説明

非水二次電池用負極及びそれを用いた非水二次電池

【課題】負極活物質と導電性材料等の負極構成材料粒子との導電性経路を十分に確保することによって充放電サイクルが進行しても導電性が低下することを抑制することができる非水二次電池用負極および高い充放電特性を有する非水二次電池を提供する。
【解決手段】リチウムの挿入、脱離が可能な負極活物質粒子と、前記負極活物質粒子とは異なる負極構成材料粒子とを少なくとも備える非水二次電池用負極において、前記負極活物質粒子および前記負極構成材料粒子のうち少なくともいずれかの粒子表面、前記負極活物質粒子と前記負極構成材料粒子との粒子界面に、Li、B、Mg、Bi、F、Pの内一つ以上の元素を含む化合物を存在させたことを特徴とする非水二次電池用負極およびそれを用いた非水二次電池。

【発明の詳細な説明】
【技術分野】
【0001】
本発明は、リチウムイオン二次電池等の非水二次電池及びその負極材料に関する。
【背景技術】
【0002】
従来の非水二次電池は、例えば特許文献1に開示されている。この非水二次電池は非水系の電解質内にリチウムイオンを吸蔵及び脱離できる正極及び負極が浸漬される。負極材料はリチウムバナジウム酸化物から成っている。このリチウムバナジウム酸化物は水酸化リチウム等のリチウム供給源と三酸化バナジウム等のバナジウム供給源とを固相法により混合し、650℃以上で焼成して形成される。
【0003】
非水二次電池の充電時には負極が負に帯電し、正極に吸蔵されたリチウムイオンが脱離して負極に吸蔵される。非水二次電池の放電時には負極に吸蔵されたリチウムイオンが脱離して正極に吸蔵される。
【0004】
【特許文献1】特開2003−68305号公報(第3頁−第11頁、第10図)
【発明の開示】
【発明が解決しようとする課題】
【0005】
従来の非水二次電池用負極において、負極活物質粒子と導電性材料等の負極構成材料粒子との界面にはバインダーが存在したり予め空隙が形成されるなどして、その界面抵抗が高いため、二次電池の容量の低下の要因となっていた。また、充放電サイクルを繰り返すことにより、負極活物質粒子は膨張/収縮を繰り返すため、界面により大きな空隙が形成され、充放電サイクルが進むほど、非水二次電池の容量がさらに低下するという問題があった。
【0006】
本発明は、負極活物質と導電性材料等の負極構成材料粒子との導電性経路を十分に確保することによって充放電サイクルが進行しても導電性が低下することを抑制することができる非水二次電池用負極および高い充放電特性を有する非水二次電池を提供することを目的とする。

### [作成要件]
1. 原文抜粋によれば、従来の負極材料であるリチウムバナジウム酸化物は何℃以上で焼成して形成されるか。
2. 原文抜粋のうち、「非水二次電池用負極及びそれを用いた非水二次電池」を含む語句で始まり「が脱離して正極に吸蔵される。」で終わる部分を一字も変えずに複写せよ。

### [レコード]
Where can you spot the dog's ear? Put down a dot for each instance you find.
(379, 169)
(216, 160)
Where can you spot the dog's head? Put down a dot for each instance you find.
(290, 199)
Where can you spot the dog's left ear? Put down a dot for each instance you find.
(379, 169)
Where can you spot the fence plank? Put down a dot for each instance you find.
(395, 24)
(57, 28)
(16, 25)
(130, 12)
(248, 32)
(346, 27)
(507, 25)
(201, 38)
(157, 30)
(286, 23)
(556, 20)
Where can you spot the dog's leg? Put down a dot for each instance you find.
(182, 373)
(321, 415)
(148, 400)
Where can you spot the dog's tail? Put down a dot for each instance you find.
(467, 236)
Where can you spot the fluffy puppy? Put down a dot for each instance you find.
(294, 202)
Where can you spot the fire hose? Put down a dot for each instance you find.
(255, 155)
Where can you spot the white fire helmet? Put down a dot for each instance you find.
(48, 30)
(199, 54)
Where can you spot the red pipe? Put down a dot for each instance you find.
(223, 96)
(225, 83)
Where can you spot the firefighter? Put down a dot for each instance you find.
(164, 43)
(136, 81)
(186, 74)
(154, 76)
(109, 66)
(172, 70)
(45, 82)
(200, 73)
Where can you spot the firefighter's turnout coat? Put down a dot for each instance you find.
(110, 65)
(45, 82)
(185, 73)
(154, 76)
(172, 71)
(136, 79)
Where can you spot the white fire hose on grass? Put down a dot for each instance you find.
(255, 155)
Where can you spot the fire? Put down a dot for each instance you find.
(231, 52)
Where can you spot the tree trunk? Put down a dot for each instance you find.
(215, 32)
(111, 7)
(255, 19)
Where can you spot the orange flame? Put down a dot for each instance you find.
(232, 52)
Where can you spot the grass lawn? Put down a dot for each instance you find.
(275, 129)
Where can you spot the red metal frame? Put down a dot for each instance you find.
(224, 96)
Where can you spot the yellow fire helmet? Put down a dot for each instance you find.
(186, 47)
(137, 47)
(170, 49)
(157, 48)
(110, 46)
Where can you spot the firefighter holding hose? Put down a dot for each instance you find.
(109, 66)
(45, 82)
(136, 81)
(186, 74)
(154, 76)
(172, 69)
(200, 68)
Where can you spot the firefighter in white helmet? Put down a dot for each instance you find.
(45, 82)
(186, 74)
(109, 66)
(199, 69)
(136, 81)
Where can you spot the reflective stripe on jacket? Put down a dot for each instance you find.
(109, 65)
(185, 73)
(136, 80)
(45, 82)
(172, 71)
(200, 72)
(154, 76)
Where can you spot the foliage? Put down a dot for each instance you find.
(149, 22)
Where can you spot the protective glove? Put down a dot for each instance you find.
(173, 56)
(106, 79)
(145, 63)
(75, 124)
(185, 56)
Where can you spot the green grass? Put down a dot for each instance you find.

### [課題別解答]
1. 650℃以上です。

2.
非水二次電池用負極及びそれを用いた非水二次電池

【課題】負極活物質と導電性材料等の負極構成材料粒子との導電性経路を十分に確保することによって充放電サイクルが進行しても導電性が低下することを抑制することができる非水二次電池用負極および高い充放電特性を有する非水二次電池を提供する。
【解決手段】リチウムの挿入、脱離が可能な負極活物質粒子と、前記負極活物質粒子とは異なる負極構成材料粒子とを少なくとも備える非水二次電池用負極において、前記負極活物質粒子および前記負極構成材料粒子のうち少なくともいずれかの粒子表面、前記負極活物質粒子と前記負極構成材料粒子との粒子界面に、Li、B、Mg、Bi、F、Pの内一つ以上の元素を含む化合物を存在させたことを特徴とする非水二次電池用負極およびそれを用いた非水二次電池。

【発明の詳細な説明】
【技術分野】
【0001】
本発明は、リチウムイオン二次電池等の非水二次電池及びその負極材料に関する。
【背景技術】
【0002】
従来の非水二次電池は、例えば特許文献1に開示されている。この非水二次電池は非水系の電解質内にリチウムイオンを吸蔵及び脱離できる正極及び負極が浸漬される。負極材料はリチウムバナジウム酸化物から成っている。このリチウムバナジウム酸化物は水酸化リチウム等のリチウム供給源と三酸化バナジウム等のバナジウム供給源とを固相法により混合し、650℃以上で焼成して形成される。
【0003】
非水二次電池の充電時には負極が負に帯電し、正極に吸蔵されたリチウムイオンが脱離して負極に吸蔵される。非水二次電池の放電時には負極に吸蔵されたリチウムイオンが脱離して正極に吸蔵される。